• [Source extract]
────────────────────────────────────────

It features “Game Fishing in American Samoa” on the cover, with a 6-page article by Sam Mossman, who participated in the 12th Steinlager I’a Lapo’a Fishing Tournament last year, and recounts his experiences, and also gives a background of the ‘best kept secret’ destination  in the Pacific.

The American Samoa Steinlager I’a Lapo’a Fishing Tournament is developing into a major game fishing event on the international scene and this year — its 13th year — Samoa News was told by the tournament’s director, Peter Crispin there could be as many as 18 visiting boats for this year’s tournament, which is slated for May 7 - 12. The article notes that “The 13th tournament is a ‘qualifier’ for the IGFA Offshore World Championship and will have cash prizes in the realm of US$20,000, along with a daily jackpot of around US$12,000.”


By Sam Mossman


The phrase ‘best kept secret’ is well overused in the tourist industry, but if there is a Pacific Island destination that it applies to the most, it is probably American Samoa.

In New Zealand we know American Samoa exists, but for most of us that is about all, and considering our close ties to Samoa (formally Western Samoa) and the fact that the two islands are only about 40 nautical miles apart, it is really surprising that we never seem to hear anything about the place.

────────────────────────────────────────

Segmentation data
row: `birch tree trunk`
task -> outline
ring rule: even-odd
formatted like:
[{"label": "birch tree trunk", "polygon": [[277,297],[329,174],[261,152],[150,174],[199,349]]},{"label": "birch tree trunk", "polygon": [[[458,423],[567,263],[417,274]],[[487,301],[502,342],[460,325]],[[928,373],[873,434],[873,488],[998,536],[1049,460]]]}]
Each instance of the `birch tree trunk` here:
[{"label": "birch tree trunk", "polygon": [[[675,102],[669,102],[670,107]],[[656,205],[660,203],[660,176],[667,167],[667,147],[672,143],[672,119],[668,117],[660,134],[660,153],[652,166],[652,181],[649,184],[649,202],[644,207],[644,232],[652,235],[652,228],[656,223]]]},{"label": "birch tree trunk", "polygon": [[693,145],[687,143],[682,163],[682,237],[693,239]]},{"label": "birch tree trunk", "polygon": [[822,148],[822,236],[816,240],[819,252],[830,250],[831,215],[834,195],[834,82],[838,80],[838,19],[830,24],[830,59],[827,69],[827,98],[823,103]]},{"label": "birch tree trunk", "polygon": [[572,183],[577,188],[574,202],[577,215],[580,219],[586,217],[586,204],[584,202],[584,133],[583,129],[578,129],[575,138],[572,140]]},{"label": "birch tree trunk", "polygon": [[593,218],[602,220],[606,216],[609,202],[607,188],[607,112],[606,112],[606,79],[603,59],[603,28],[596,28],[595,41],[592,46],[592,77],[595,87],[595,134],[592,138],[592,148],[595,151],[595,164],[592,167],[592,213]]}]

────────────────────────────────────────

• [Direction]
Repeat word for word the portion of the American Samoa game fishing article that begins at the words "The phrase ‘best", stopping after "probably American Samoa.".

• [Complete output]
The phrase ‘best kept secret’ is well overused in the tourist industry, but if there is a Pacific Island destination that it applies to the most, it is probably American Samoa.